Information provided:
• • •

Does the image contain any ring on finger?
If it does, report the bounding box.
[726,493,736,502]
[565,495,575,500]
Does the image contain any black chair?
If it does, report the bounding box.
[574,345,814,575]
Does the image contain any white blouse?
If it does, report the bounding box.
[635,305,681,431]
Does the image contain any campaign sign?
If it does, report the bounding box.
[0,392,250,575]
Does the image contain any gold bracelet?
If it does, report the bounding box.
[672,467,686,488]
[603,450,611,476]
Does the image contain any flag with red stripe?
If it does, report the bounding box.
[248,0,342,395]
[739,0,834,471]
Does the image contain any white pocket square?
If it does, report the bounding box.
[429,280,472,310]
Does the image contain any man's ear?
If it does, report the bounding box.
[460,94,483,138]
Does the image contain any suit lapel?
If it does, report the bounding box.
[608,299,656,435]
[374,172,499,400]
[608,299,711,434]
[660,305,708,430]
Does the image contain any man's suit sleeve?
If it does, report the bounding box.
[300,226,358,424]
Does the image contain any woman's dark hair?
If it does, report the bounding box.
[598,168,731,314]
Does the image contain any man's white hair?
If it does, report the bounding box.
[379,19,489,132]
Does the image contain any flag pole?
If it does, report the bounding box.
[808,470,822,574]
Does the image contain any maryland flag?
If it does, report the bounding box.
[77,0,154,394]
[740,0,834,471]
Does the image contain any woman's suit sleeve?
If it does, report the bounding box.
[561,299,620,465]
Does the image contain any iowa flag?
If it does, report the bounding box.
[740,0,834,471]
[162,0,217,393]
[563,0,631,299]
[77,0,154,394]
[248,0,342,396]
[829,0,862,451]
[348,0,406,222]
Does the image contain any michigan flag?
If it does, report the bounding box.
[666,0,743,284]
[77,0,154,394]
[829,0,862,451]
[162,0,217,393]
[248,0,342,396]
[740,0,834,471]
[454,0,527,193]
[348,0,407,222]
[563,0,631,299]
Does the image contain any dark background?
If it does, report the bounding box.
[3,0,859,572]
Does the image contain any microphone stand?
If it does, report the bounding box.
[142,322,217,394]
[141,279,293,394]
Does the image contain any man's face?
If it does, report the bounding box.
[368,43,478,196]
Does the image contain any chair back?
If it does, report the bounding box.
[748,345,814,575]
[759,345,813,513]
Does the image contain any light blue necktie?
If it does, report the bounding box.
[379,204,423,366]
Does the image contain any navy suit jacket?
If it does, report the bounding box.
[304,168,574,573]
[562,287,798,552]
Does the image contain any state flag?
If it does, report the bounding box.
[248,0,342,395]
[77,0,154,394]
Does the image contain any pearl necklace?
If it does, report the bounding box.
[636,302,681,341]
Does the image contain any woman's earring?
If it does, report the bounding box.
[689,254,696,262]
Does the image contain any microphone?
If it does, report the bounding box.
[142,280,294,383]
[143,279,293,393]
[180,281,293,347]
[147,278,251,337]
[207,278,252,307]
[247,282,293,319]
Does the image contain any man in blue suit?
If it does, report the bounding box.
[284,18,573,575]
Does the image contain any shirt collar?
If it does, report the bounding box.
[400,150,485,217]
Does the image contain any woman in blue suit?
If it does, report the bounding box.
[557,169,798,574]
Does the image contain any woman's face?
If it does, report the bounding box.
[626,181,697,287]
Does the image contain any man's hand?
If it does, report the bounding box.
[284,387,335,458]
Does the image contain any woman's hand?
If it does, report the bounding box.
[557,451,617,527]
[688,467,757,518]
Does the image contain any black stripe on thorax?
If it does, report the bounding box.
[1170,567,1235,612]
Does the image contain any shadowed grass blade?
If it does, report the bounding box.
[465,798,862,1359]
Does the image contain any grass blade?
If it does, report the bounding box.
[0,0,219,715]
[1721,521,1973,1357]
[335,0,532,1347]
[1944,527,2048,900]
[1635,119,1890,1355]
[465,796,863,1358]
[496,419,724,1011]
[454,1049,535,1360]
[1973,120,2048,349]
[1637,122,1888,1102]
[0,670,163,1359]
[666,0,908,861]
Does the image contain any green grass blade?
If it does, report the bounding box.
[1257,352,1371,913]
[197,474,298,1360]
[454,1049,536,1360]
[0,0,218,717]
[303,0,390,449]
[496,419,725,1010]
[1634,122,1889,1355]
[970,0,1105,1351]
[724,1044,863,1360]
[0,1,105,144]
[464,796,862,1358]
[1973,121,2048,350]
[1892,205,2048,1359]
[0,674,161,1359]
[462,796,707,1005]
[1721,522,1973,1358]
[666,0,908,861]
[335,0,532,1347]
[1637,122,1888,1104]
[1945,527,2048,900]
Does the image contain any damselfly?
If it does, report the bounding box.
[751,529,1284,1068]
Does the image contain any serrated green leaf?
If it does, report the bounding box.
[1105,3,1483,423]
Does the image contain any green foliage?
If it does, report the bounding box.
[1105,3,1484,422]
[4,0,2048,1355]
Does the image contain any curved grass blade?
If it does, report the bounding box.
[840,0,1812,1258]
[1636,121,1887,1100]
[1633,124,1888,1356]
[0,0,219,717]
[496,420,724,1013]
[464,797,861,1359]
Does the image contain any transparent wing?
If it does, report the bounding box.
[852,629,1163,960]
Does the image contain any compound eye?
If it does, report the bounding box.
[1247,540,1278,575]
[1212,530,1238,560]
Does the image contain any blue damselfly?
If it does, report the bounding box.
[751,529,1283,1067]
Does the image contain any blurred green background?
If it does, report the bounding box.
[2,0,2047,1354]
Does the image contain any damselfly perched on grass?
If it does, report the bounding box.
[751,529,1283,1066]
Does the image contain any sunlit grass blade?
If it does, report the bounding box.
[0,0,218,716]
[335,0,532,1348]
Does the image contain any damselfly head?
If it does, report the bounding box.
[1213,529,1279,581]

• • •

What to produce:
State how many lines of the listing include "background", and nothing more.

Output for this task:
2